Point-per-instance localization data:

[Start of Attachment]

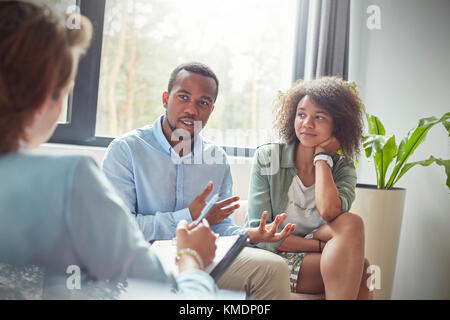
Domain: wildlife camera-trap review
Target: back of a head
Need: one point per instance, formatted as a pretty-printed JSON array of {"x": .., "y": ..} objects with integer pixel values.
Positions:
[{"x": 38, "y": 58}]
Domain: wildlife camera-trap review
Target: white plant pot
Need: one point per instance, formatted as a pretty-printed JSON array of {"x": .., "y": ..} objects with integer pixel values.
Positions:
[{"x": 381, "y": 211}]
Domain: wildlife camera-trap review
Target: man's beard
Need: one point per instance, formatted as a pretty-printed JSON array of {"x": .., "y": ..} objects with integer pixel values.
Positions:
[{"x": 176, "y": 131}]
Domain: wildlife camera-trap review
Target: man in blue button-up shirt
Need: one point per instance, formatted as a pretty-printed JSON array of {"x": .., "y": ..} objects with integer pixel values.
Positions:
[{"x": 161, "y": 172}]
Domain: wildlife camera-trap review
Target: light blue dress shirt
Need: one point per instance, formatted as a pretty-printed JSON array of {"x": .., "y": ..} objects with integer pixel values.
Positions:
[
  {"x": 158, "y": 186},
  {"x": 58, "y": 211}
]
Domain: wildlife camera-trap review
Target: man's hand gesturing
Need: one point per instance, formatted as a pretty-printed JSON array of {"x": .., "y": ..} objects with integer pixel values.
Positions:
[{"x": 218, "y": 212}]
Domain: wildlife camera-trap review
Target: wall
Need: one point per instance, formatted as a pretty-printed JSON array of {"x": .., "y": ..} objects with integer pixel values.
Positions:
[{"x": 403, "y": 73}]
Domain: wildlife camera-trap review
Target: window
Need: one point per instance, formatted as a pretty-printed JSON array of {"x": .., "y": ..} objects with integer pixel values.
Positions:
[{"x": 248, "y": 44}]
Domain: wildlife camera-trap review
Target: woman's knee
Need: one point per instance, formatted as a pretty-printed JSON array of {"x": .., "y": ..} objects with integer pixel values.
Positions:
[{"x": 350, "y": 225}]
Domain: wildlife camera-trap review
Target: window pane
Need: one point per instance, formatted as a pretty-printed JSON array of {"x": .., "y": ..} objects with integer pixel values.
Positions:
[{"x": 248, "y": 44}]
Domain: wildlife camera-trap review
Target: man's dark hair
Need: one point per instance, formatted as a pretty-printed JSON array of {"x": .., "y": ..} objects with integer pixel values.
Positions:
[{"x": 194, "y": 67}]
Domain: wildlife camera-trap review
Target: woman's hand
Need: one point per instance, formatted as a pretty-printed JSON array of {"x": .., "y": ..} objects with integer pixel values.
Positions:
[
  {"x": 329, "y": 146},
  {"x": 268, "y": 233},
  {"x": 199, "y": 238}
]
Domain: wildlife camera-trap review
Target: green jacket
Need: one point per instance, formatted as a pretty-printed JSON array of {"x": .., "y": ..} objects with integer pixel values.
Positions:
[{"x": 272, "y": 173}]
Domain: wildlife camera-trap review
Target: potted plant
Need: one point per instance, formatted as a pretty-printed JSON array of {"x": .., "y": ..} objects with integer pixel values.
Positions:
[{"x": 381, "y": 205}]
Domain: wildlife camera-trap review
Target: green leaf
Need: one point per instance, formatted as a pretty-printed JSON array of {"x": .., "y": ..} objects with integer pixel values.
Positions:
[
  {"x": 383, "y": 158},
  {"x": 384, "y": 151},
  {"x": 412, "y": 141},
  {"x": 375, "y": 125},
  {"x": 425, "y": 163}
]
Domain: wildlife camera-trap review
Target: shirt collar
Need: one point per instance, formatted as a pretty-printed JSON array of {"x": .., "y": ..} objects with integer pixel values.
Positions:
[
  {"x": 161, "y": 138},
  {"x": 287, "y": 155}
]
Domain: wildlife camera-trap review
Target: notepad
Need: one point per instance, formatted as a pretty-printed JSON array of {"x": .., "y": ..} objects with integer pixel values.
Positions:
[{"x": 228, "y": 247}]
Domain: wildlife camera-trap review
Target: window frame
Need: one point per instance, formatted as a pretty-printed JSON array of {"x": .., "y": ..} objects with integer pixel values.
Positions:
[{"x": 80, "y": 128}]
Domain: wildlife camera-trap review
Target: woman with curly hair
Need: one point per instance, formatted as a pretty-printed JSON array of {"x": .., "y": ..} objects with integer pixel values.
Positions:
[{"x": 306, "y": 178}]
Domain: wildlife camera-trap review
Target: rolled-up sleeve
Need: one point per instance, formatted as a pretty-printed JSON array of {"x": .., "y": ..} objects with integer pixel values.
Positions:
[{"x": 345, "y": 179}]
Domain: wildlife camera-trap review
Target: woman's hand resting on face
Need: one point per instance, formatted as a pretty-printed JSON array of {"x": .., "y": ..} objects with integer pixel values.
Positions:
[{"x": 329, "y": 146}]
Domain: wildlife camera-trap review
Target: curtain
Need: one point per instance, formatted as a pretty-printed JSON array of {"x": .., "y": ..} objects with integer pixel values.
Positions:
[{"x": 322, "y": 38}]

[End of Attachment]

What you should return is the exact text of every line from the top of the entries through the line with "Target: white plant pot", pictures removed.

> _EXERCISE RESULT_:
Domain: wildlife camera-trap review
Target: back of a head
Need: one point per instance, formatted as a pretty-printed JSON array of {"x": .., "y": ..} objects with integer pixel values.
Positions:
[{"x": 38, "y": 58}]
Domain: wildlife camera-trap review
Target: white plant pot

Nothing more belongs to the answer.